* [TEKS BACAAN]
_____

Cedera kepala dapat terjadi akibat benturan langsung atau tanpa benturan langsung pada kepala. Kelainan dapat berupa cedera otak fokal atau difus dengan atau tanpa fraktur tulang tengkorak. Cedera fokal dapat menyebabkan memar otak, hematom epidural, subdural dan intraserebral. Cedera difus dapat mengakibatkan gangguan fungsi saja, yaitu gegar otak atau cedera struktural yang difus.
Trauma kepala salah satunya dapat menyebabkan Extradural Hematom atau yang lebih dikenal dengan nama Epidural Hematom. Pasien dengan epidural hematom pasien yang terlibat dalam serangan kepala (baik selama olahraga atau akibat kecelakaan kendaraan bermotor) yang sebagian besar akan kehilangan kesadaran selama beberapa saat. Setelah cedera, kesadaran mereka kembali normal (interval lucid), tetapi biasanya mengalami sakit kepala yang terus-menerus dan sering kali parah. Selama beberapa jam berikutnya mereka secara bertahap kehilangan kesadaran.
Mekanisme fisiologis yang menyebabkan cedera kepala benturan kepala dengan benda padat pada kecepatan yang cukup, beban impulsif memproduksi gerak tiba-tiba kepala tanpa kontak fisik yang signifikan, dan statis beban kompresi statis atau kuasi kepala dengan kekuatan bertahap. Kekuatan kontak biasanya mengakibatkan cedera fokal seperti memar dan patah tulang tengkorak. kekuatan inersia terutama translasi mengakibatkan cedera fokal, seperti kontusio dan Subdural Hematoma (SDH), sedangkan cedera rotasi akselerasi dan deselerasi lebih cenderung mengakibatkan cedera difus mulai dari gegar otak hingga Diffuse Axonal Injury (DAI). Cedera rotasi secara khusus menyebabkan cedera pada permukaan kortikal dan struktur otak bagian dalam.
B. Pemeriksaan
Pemeriksaan umum yang dapat dilakukan :
- Mengecek Vital Sign
- IPPA
- Menilai tingkat kesadaran pasien dengan GCS
- Pemeriksaan kognitif, memori, dan koordinasi
- Pemeriksaan sensorik dan refleks
Pemeriksaan penunjang yang dapat dilakukan :
- Radiografi kranium: untuk mencari adanya fraktur, jika pasien mengalami gangguan kesadaran sementara atau persisten setelah cedera.
- CT scan kranial: segera dilakukan jika terjadi penurunan tingkat kesadaran atau jika terdapat fraktur kranium yang disertai kebingungan, kejang, atau tanda neurologis fokal. CT scan dapat digunakan untuk melihat letak lesi, dan kemungkinan komplikasi jangka pendek seperti hematom epidural dan hematom subdural.
- Lumbal Pungsi
Untuk menentukan ada tidaknya darah pada LCS harus dilakukan sebelum 6 jam dari saat terjadinya trauma
- EEG
Dapat digunakan untuk mencari lesi
C. Intervensi
Tujuan FT pada masa akut
• Memonitor level kesadaran dan tanda vital
• Manajemen status paru
• Manajemen status muskuloskeletal
Program Intervensi Fisioterapi
1. Komunikasi terapeutik
Komunikasi terapeutik termasuk komunikasi interpersonal dengan tujuanbsaling memberikan pengertian antar fisioterapis dengan pasien.

_____

* [LATIHAN SOAL]
**A)** Jawablah pertanyaan berikut berdasarkan bacaan tentang cedera kepala.
(i) Apa sebutan untuk masa ketika kesadaran pasien epidural hematom kembali normal setelah cedera?
(ii) Paling lambat berapa jam sejak terjadinya trauma lumbal pungsi harus dilakukan?
(iii) Dengan apa tingkat kesadaran pasien dinilai dalam pemeriksaan umum?
**B)** Bisakah Anda melanjutkan bacaan tentang cedera kepala, mulai setelah kalimat terakhirnya?

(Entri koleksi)
_____

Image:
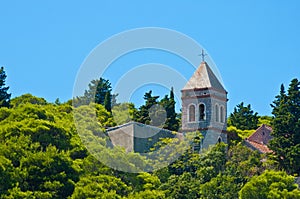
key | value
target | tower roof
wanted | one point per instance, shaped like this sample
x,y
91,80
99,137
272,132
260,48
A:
x,y
203,78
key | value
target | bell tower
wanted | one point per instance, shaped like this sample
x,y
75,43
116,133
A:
x,y
204,106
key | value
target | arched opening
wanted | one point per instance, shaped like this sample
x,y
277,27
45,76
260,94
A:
x,y
201,112
222,114
191,113
217,112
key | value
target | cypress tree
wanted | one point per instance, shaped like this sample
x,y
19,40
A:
x,y
107,101
4,95
286,128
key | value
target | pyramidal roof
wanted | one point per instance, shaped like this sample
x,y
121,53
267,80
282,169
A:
x,y
203,78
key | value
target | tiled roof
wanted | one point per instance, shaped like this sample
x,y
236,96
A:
x,y
203,78
257,146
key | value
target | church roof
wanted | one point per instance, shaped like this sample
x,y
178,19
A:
x,y
204,77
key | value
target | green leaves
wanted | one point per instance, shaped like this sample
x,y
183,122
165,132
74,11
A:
x,y
243,117
286,128
4,95
271,184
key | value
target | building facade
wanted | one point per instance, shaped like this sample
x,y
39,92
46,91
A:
x,y
204,106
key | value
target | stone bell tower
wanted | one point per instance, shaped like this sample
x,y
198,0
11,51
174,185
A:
x,y
204,106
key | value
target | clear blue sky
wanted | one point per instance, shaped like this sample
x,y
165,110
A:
x,y
255,44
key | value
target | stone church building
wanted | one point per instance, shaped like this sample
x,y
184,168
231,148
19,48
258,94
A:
x,y
204,109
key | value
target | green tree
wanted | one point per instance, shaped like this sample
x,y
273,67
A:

_____

* [JAWABAN LATIHAN]
**A)**
(i) Interval lucid.
(ii) Sebelum 6 jam.
(iii) Dengan GCS.

**B)**
2. Positioning
Tujuan : Mencegah decubitus, tirah baring dan static pneumonia
Teknik : Fisioterapis mengajarkan dan memposisikan pasien melakukan perubahan posisi (terlentang,miring kiri dan kanan
3. Breathing Exercise
Tujuan : Meningkatkan ventilasi paru, meningkatkan kekuatan dan daya tahan serta koordinasi otot otot respirasi dan mepertahankan mobilitas chest
4. Passive exercise
Tujuan : Mempertahankan dan meningkatkan mobilitas sendi
5. Manajemen status muskuloskeletal
• Pada pasien tersebut disertai dengan adanya komplikasi muskuloskeletal yakni fraktur pada radius sinistra. Pasien perlu modalitas untuk memelihara ROM & panjang otot.
• Latihan pasif ROM kontroversial (30 menit/hari untuk mencegah pemendekan jaringan lunak, tetapi berlebihan menimbulkan Heterotrophic Ossification (HO)
• Latihan gerakan normal, gerakan aktif sedini mungkin begitu pasien dinyatakan stabil (BP & ICP stabil)
Assalamualaikum ibu, izin mengumpulkan hasil praktikum
Nama : Wulan Anggreini Kadir
NIM :1810301174
Nama : Ali Imran
NIM : 1810301159
Padada kasus skenario 1 terjadi kecelakaan seorang remaja 17 tahun menyebabkan terjadinya Epidural Hematoma. Epidural hematoma terjadi akibat robekan arteri meningea media atau cabang-cabangnya akibat fraktur pada daerah temporoparietal. Akumulasi darah melepaskan perlekatan duramater dari dinding tabula interna yang kemudian terisi hematoma.Kemungkinan lain pada awal duramater terlepas dari dinding tabula interna kemudian ruang yang terbentuk terisi oleh hematoma.
Sumber perdarahan terbanyak bersumber dari perdarahan arteri: arteri meningea media (85%), dapat juga berasal dari vena meningea media, sinus duramater atau dari vena diploe.
Terjadi tekanan herniasi unkus pada sirkulasi arteri ke farmasio retikularis medula oblongata yang menyebabkan pasien kehilangan kesadaran dan pasien koma.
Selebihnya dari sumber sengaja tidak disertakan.